-- Aim --
Starting at the line that contains "In this exercise you will mark the stone wall", write out every line through the last one in the records below, word for word. Leave out any pictures.

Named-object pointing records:
— START —

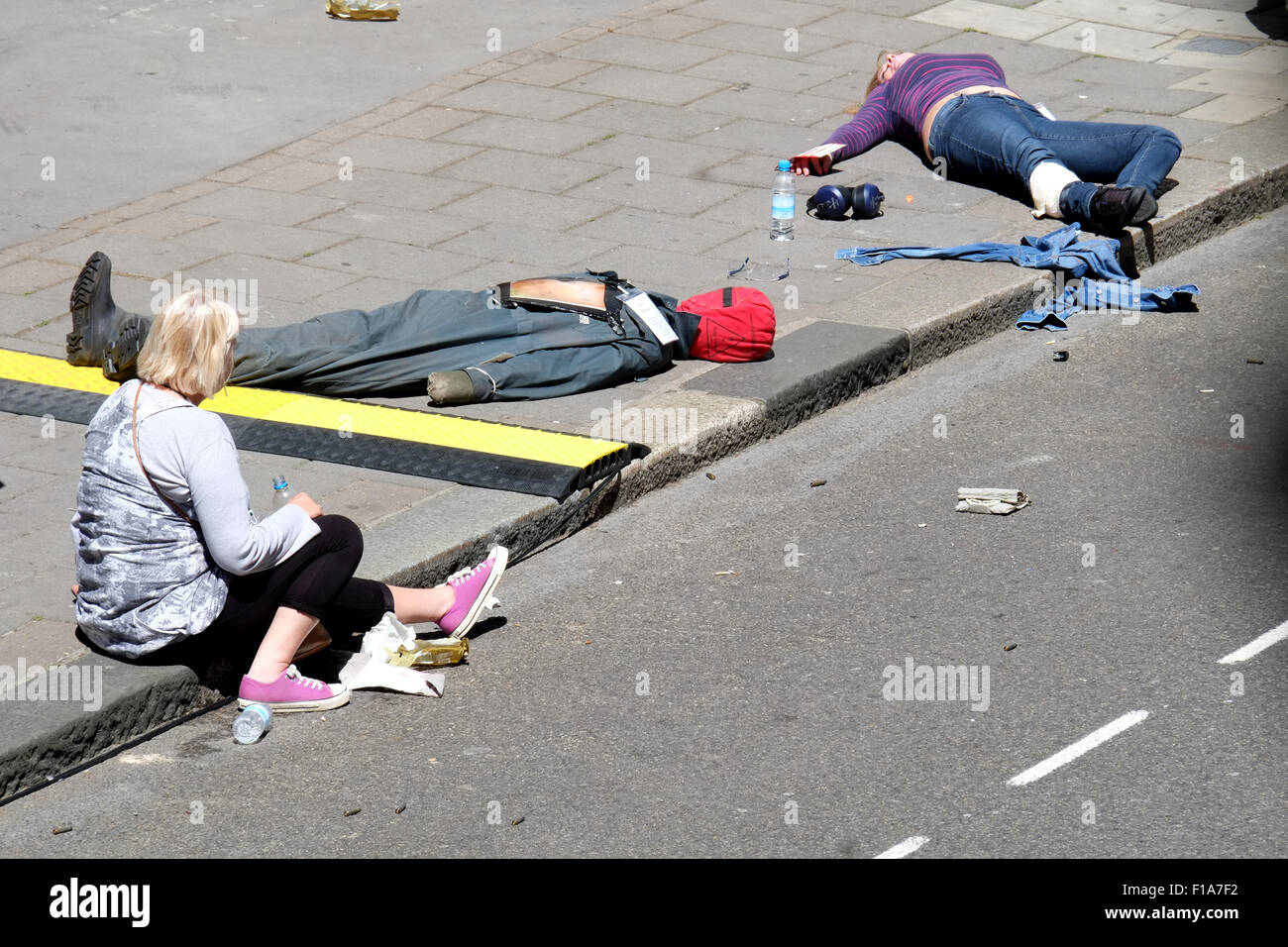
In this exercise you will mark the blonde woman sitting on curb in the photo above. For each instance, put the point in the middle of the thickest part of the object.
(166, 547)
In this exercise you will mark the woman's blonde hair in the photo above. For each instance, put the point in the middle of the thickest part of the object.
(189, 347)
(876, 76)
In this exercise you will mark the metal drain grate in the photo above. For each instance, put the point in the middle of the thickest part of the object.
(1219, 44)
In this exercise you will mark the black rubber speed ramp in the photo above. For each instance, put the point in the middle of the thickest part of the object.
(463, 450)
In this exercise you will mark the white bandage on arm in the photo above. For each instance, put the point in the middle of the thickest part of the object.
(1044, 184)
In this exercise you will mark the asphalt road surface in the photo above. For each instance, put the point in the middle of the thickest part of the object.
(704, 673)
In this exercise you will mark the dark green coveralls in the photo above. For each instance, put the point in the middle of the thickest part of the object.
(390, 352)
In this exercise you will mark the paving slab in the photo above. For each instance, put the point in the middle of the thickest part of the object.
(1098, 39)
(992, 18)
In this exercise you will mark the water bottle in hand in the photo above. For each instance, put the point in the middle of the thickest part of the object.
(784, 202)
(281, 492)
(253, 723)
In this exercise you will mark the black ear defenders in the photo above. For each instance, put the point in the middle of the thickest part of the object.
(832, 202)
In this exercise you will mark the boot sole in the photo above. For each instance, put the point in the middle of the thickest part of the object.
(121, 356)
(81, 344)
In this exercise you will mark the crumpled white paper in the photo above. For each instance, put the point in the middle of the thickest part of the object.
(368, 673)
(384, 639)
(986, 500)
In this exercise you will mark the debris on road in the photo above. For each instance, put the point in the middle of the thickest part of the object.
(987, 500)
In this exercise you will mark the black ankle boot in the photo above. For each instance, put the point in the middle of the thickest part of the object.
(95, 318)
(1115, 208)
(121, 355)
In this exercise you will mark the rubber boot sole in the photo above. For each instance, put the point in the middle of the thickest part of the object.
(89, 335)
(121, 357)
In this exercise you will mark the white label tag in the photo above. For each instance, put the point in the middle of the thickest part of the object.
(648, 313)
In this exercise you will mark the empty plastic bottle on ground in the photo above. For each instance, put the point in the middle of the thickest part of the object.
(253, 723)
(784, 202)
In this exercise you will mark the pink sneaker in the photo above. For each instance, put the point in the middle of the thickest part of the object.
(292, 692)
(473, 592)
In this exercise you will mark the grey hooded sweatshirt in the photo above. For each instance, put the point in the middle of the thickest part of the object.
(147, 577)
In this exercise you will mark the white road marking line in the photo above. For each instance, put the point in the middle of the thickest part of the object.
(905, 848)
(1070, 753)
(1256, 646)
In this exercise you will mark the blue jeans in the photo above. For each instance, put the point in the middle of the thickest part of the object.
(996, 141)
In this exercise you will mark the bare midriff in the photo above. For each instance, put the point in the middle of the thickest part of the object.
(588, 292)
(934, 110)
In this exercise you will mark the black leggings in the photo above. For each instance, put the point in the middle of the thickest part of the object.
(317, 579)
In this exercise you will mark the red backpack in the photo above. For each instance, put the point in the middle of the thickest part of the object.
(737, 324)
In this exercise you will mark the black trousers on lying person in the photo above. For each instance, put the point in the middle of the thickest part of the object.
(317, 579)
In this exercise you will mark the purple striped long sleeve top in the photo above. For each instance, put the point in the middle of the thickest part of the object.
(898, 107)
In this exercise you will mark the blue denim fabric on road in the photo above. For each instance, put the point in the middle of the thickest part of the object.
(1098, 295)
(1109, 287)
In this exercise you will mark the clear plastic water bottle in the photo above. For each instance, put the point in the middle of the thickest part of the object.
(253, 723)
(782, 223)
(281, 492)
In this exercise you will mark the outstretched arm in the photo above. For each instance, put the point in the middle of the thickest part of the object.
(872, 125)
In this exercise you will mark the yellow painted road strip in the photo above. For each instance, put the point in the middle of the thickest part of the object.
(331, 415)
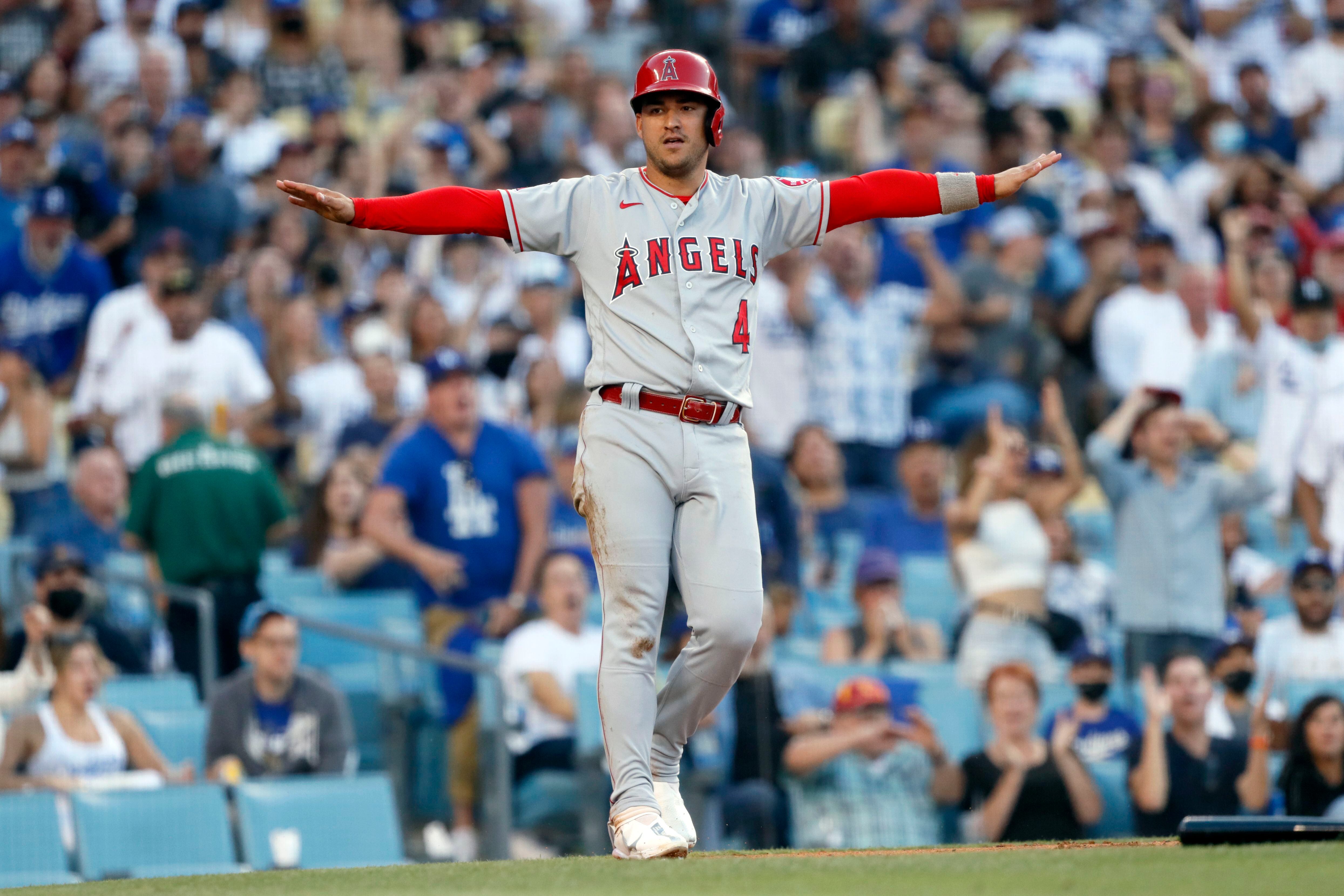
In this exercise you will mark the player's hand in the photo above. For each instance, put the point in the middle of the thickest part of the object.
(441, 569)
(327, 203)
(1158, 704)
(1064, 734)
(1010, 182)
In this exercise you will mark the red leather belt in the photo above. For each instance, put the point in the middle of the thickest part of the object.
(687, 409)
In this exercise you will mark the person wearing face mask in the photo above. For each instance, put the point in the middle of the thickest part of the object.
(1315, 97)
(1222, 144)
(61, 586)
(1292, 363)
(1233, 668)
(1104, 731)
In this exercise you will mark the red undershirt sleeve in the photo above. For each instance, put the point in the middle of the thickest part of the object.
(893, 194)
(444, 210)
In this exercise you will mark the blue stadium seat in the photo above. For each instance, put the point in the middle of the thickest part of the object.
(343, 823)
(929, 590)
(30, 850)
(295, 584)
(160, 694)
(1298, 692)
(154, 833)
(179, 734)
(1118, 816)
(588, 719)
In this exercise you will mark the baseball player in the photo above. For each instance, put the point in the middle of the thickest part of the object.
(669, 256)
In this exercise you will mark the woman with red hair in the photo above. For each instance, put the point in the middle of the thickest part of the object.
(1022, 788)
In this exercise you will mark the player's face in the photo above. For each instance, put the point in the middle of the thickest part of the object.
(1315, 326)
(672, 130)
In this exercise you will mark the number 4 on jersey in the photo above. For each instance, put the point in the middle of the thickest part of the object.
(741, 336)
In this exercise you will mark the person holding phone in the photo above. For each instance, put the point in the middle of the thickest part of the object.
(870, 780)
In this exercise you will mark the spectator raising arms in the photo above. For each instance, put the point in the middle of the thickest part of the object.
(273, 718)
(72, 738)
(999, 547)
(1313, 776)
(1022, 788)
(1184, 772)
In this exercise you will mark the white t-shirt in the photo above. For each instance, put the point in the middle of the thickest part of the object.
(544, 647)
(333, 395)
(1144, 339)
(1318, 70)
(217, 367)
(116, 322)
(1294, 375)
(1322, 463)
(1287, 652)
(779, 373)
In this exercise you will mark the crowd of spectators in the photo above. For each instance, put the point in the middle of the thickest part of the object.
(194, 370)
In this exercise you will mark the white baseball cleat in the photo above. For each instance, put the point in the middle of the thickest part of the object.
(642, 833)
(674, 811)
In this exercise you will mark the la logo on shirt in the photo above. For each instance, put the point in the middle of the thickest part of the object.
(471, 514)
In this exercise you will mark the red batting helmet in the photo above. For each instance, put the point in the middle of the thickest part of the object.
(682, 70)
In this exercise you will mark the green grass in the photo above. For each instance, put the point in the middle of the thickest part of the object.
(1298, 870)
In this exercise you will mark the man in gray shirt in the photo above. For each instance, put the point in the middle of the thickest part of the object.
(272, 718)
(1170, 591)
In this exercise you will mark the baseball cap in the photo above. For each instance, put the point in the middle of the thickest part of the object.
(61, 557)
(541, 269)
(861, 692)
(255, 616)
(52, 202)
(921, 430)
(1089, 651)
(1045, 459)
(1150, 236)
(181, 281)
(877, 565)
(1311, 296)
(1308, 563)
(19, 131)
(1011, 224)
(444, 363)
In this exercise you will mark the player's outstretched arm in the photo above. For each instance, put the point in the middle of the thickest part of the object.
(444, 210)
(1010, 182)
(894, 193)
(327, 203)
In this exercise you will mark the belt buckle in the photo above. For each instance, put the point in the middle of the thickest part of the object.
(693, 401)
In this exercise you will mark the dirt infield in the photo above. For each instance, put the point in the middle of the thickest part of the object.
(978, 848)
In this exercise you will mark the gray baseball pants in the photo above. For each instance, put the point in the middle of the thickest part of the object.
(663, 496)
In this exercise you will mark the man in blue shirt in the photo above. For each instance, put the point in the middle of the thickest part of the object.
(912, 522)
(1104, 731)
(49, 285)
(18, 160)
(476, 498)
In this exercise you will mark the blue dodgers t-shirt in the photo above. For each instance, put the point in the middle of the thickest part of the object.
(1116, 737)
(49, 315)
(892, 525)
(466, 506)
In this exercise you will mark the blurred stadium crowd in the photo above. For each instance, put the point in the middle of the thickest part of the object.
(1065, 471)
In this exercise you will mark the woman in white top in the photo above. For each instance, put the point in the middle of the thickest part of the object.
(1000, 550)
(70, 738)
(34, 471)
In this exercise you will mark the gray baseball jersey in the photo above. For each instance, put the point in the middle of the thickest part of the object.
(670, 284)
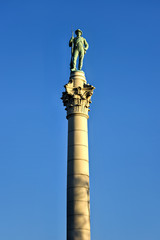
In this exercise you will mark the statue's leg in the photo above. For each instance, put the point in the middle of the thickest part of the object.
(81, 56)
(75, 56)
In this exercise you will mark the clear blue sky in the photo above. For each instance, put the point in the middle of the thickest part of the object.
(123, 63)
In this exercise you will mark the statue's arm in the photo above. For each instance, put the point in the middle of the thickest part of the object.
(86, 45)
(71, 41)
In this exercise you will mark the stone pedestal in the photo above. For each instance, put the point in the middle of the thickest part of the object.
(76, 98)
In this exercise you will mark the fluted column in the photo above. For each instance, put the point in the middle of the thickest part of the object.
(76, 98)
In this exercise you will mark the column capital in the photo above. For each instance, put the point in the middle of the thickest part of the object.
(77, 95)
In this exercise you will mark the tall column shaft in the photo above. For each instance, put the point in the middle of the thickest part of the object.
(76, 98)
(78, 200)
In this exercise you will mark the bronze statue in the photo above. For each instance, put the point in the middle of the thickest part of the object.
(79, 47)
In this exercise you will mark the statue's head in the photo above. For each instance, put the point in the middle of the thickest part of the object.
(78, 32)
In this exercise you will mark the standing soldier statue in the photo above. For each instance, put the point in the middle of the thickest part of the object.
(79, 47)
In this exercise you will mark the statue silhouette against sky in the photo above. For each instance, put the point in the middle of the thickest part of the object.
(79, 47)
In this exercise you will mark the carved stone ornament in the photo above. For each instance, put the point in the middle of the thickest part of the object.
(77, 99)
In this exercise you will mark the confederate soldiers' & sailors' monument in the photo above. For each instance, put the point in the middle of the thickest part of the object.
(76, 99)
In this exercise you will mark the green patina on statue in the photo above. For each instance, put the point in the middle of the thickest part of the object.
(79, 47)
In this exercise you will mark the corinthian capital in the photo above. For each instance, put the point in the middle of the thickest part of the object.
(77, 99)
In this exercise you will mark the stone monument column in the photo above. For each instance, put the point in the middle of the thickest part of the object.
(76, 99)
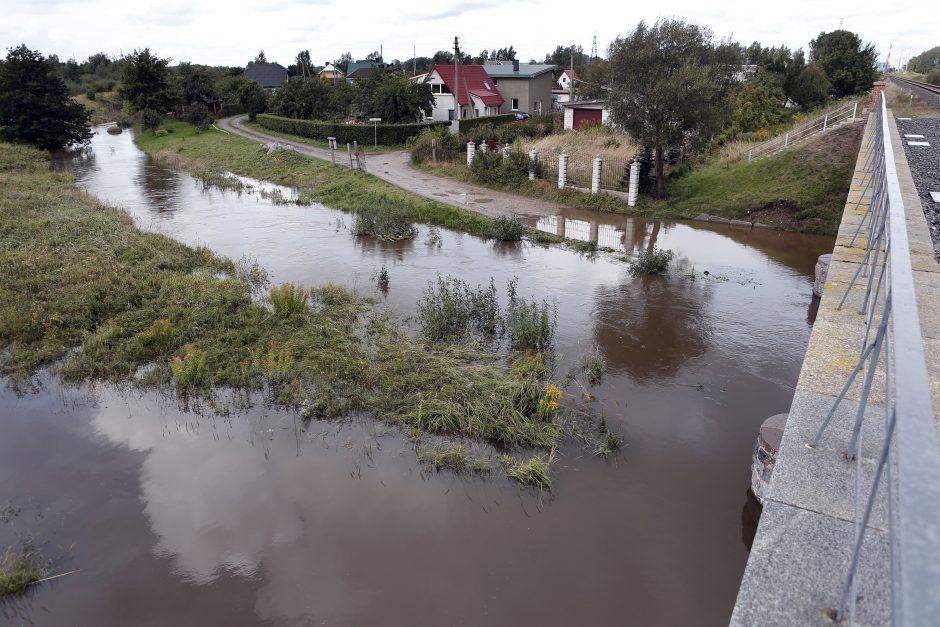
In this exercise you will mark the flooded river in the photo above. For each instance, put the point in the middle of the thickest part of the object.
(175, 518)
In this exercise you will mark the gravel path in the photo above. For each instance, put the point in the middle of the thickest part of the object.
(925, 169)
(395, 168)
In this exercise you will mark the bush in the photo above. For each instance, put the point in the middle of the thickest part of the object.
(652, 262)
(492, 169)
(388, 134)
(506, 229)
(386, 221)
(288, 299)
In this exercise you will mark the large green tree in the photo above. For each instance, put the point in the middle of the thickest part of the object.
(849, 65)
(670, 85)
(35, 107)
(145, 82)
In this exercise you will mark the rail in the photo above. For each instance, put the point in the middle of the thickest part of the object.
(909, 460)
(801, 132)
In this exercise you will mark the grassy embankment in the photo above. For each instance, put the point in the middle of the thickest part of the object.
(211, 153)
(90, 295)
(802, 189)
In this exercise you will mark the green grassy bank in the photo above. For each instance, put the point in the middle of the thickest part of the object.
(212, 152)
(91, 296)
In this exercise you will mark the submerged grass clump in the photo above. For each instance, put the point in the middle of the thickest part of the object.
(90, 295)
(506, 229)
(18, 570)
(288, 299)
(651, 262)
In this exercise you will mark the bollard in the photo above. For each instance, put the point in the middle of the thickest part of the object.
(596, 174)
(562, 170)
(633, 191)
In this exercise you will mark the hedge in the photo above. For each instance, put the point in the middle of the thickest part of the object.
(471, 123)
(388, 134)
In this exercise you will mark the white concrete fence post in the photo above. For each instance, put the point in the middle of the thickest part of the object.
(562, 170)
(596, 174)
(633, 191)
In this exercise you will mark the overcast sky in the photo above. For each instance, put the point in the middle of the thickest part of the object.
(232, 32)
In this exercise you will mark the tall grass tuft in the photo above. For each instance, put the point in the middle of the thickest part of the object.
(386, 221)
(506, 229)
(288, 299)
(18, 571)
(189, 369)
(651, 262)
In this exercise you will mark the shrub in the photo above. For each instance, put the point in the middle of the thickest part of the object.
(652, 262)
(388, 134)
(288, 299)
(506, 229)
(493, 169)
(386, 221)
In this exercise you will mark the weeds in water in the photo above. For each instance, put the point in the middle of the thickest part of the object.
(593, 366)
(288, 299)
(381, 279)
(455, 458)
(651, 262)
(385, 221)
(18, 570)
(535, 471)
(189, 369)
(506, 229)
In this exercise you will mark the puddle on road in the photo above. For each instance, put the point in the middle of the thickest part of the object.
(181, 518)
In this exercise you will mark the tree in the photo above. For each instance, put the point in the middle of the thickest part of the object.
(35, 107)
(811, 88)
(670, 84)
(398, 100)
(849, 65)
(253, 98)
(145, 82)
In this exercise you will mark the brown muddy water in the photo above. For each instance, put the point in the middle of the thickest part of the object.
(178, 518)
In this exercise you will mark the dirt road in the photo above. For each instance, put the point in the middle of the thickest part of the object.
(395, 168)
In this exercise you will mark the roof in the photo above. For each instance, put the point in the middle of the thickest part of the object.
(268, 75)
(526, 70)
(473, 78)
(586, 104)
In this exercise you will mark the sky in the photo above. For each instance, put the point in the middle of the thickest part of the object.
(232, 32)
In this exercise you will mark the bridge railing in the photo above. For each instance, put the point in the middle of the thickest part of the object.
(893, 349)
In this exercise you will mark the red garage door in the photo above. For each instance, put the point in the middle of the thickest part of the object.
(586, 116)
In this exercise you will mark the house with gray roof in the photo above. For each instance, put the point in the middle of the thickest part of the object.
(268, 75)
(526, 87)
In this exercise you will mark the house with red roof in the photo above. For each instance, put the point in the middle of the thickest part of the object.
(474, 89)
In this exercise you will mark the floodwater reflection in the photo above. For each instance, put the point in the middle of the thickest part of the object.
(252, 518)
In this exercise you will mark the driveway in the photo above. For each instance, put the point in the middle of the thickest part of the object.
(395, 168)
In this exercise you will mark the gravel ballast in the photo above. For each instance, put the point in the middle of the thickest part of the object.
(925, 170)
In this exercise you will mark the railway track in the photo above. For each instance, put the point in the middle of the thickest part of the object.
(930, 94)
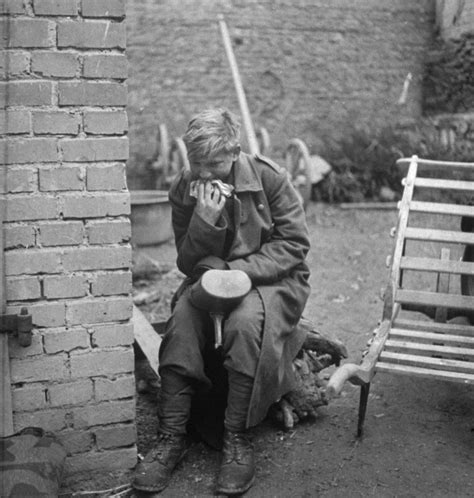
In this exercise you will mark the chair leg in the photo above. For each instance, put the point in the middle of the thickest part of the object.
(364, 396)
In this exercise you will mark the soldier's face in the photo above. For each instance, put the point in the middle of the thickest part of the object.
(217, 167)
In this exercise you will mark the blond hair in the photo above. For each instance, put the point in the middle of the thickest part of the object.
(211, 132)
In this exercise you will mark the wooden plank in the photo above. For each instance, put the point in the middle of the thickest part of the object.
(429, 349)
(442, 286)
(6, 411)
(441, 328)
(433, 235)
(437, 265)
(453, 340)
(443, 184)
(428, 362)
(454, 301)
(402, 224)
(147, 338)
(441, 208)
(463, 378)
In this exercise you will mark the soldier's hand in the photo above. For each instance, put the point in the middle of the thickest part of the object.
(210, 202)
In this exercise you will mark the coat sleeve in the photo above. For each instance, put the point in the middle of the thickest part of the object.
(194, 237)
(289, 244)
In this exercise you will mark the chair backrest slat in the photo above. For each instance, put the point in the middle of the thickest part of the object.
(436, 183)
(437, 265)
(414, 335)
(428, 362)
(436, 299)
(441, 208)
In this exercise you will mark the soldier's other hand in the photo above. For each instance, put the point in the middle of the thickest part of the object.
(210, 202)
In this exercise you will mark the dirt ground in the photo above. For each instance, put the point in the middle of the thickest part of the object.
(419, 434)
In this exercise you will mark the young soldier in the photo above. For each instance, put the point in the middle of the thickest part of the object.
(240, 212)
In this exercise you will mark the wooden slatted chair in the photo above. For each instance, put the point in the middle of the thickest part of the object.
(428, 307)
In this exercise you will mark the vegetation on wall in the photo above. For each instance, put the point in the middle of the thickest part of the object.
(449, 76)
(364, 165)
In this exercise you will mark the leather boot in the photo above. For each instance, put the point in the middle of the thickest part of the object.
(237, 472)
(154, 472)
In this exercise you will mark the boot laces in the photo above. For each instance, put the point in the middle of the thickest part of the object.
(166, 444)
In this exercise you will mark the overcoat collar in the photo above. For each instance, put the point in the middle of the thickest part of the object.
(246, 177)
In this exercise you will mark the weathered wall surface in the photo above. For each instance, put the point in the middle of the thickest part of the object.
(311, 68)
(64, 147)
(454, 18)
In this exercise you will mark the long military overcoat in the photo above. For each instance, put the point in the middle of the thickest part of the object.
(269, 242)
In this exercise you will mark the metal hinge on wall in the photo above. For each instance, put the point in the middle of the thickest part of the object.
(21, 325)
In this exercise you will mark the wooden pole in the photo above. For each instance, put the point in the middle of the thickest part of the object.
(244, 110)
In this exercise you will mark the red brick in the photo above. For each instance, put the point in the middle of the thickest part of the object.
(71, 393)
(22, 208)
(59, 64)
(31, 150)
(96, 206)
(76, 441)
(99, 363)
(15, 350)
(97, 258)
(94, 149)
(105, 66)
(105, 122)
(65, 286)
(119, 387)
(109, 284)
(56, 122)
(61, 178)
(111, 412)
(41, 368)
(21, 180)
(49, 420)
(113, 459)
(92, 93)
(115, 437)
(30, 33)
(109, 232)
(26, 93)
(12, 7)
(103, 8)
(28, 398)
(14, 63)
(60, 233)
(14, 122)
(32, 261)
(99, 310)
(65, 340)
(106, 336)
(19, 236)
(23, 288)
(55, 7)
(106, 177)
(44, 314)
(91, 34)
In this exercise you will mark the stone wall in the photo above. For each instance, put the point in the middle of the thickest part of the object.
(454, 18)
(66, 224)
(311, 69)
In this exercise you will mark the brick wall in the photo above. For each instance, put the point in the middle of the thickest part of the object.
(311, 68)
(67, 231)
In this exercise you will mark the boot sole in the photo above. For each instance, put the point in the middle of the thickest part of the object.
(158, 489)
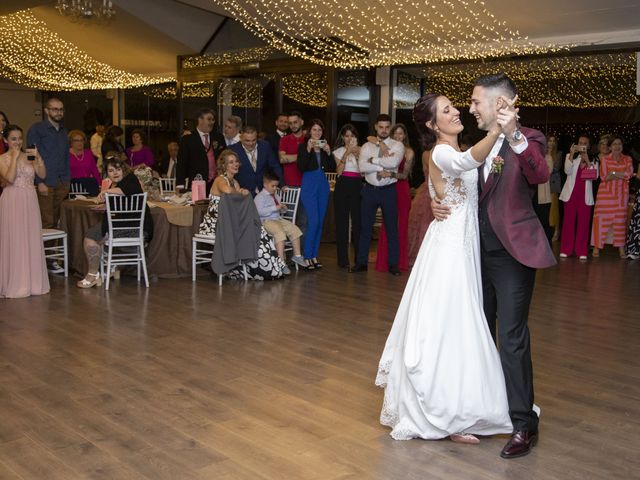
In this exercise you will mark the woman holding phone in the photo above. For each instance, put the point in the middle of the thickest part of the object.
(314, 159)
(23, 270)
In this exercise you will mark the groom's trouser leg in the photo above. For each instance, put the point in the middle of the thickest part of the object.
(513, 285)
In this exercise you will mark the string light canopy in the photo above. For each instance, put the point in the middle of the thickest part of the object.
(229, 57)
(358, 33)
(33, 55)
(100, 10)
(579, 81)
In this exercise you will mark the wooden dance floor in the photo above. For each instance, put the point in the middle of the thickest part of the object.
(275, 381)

— END —

-- Answer for the task --
In this exercise you will mark the stone wall in the photo above. For each instance, put the point in the middle of the thickest part of the object.
(454, 18)
(66, 224)
(311, 69)
In this exercise you will mark the brick wall in the photo above. For each instance, put the point in the middle of the thickest part of the object.
(311, 68)
(67, 231)
In this exercise you will mark the boot sole in the photo above. For each instance, put the point in the middle of the thickest part of the object.
(158, 489)
In this exercise you will mark the woman holding phone in the photo above. For each instance, put the point in the middle of the thickest part of the object.
(314, 159)
(23, 270)
In this exercise you will mark the groom's trouser leg in the photo above. For each instance, put the point in the middle of the thickest part of the object.
(513, 285)
In this exercise you will mark the string light canopy in the photo above. For each instance, put the point in the middle of the thickest part of the object.
(229, 57)
(358, 33)
(33, 55)
(100, 10)
(579, 81)
In this exercise you will mark the wooden dance floor in the photo above. For each instance, put the point in the middle of the thickest part of the object.
(275, 381)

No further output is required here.